Entries shown =
────

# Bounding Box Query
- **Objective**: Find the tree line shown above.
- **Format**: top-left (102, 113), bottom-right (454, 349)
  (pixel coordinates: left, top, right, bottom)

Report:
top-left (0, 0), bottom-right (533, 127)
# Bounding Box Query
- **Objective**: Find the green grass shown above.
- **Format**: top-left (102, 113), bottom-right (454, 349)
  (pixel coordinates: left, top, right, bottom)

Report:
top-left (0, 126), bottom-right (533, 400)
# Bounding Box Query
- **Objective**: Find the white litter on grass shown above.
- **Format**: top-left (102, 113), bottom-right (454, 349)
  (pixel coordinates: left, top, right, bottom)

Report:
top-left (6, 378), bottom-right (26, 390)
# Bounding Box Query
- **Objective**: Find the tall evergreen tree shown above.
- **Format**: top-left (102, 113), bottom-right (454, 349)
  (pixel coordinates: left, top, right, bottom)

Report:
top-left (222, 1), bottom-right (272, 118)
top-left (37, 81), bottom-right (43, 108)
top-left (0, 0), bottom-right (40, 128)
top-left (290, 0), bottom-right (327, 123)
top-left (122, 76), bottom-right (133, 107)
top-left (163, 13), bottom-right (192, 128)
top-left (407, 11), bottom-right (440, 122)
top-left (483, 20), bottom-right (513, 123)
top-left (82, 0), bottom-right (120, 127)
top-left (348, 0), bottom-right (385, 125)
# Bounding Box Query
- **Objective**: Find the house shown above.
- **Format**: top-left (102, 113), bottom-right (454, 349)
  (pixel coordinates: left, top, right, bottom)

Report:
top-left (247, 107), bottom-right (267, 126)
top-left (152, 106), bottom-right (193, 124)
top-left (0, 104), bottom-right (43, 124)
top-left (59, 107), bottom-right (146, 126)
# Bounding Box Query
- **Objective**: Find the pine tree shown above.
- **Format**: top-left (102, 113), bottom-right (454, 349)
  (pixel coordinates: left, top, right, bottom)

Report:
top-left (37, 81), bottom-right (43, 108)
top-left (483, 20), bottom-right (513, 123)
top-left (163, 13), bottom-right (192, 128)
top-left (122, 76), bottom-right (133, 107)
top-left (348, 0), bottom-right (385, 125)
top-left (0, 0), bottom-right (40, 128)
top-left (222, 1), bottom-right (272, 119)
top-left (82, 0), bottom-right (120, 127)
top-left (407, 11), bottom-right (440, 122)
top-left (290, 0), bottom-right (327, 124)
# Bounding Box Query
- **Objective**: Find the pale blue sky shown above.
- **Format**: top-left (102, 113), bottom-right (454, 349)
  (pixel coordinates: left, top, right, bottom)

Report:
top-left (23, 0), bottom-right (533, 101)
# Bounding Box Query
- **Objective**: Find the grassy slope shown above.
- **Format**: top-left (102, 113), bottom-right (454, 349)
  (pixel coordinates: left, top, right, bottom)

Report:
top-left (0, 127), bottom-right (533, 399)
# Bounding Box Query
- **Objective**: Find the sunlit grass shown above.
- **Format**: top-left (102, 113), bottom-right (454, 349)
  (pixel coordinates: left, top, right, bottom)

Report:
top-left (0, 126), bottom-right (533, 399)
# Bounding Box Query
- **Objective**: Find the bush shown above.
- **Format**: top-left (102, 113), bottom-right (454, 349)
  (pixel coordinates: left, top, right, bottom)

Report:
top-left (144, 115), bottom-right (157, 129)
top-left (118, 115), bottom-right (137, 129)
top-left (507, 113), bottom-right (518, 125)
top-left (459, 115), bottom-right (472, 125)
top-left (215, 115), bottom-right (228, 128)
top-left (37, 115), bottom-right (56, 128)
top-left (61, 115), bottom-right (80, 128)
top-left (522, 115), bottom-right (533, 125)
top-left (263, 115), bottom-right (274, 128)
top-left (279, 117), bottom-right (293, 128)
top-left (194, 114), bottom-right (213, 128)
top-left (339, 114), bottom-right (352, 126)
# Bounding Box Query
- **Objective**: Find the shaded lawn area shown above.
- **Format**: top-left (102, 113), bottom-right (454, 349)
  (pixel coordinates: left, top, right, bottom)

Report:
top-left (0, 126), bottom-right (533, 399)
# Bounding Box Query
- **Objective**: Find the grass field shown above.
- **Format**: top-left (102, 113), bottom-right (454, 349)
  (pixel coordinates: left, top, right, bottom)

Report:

────

Work to complete = Pull out every line of the records that contains the word "tree", copying each one whole.

Answer to the exercise =
- **Objective**: Find the tree line shown above.
- **Objective**: Find the tall evergreen tree shown above.
- **Objective**: Find the pine tree shown above.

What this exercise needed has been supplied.